Start of Document section

Thursday, January 9, 2014

two skies





east, daylight is rising.  dew and drops glisten from this dawn's heavy rain.  but west, on the other window--my writing seat is in the middle---gray.  in half an hour i will call the secretary, i will keep away half the day.  i have been gone too long from many places: how we can only exist once at a time.  sun spills on the floor.  the sound of an airplane leaving or arriving: perhaps both.


















 

Saturday, November 23, 2013

remains of the beginning of day





3 slices of toast
3 slices of ripe papaya
2 kinds of cheese
half a bottle of lemon concentrate
coffee, dregs
some thin slices of carrots
half a glass of water
two dogs, pretending to go back to sleep
the quiet of the morning
faint imaginary sounds of birds
sound of a leaving plane
occasional sound of rain drop on some roof
a faraway dog bark
















 
 

Wednesday, August 21, 2013

flooding in another city





almost a week now national news tell nothing new:  flood and flooding somewhere:  the southwest monsoon; torrential rains; collapsed dykes and dams; overflowed rivers; and waves after waves of mudwaters having made their ways to the cities, mudwaters with the strength of twenty or more feet deep burying roads and cars and trucks and houses.  boats hovered by houses' roofs.  no Ark.  and crowding at the centers, the countless evacuees.

the local news tell a different story:  the collision of an oil tanker and a passenger boat.  more than two hundred missing.  a pregnant woman found floating at sea.  and that it has been more than seventy-two hours and so operations have changed from search-and-rescue to search-and-retrieval.  

government, as expected, is diligent on working on blame and accountability: they are out looking for a woman believed to have siphoned money.

the champion church is doing nothing.  while all the weather forecasters tell everyone to continue expecting rain.

but in this place, how the full moon shines quiet and bright.  i try.  the airline tickets lying in wait.














 

Tuesday, August 13, 2013

copenhagen





Copenhagen is not a real city, he says, reviewing the number of murders and theft, the number of people that is less 

than the population of stricken children in the humid city where we were 
eating eggs benedict in a place that smelled of vanilla.  A waiter named Denmark 

came to pour water.  The name on the tag on the crisp white shirt.  Only in this country, he adds, noticing the name.  I only thought what a happenstance--having known 

such penchant for first names:  a Xhemei, an Angus, a Lucy Pearl, a Lefer, a Lady Goddess,  
a Lady Macbeth, a Sir Lord, a Phil.Mighty, a Douglas McArthur, an Avril Lavigne.

End of Document section

**Exercise brief**
In the dated entries, rewrite everything from "government, as expected, is" down to "lying in wait.", renaming "full moon" as "half moon".

Start of Entries shown

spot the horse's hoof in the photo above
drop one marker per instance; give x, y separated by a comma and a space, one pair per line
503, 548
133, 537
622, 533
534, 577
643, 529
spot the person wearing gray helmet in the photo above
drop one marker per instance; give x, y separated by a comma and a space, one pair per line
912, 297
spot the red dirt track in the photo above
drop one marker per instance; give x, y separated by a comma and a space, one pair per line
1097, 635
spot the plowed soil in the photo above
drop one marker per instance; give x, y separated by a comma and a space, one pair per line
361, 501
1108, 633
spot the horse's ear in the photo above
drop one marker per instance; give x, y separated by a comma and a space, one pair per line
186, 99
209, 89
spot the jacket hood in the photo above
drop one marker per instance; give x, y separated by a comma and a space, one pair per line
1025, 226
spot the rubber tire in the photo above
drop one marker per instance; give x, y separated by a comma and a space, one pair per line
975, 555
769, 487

End of Entries shown

**Exercise response**
government, as expected, is diligent on working on blame and accountability: they are out looking for a woman believed to have siphoned money.

the champion church is doing nothing.  while all the weather forecasters tell everyone to continue expecting rain.

but in this place, how the half moon shines quiet and bright.  i try.  the airline tickets lying in wait.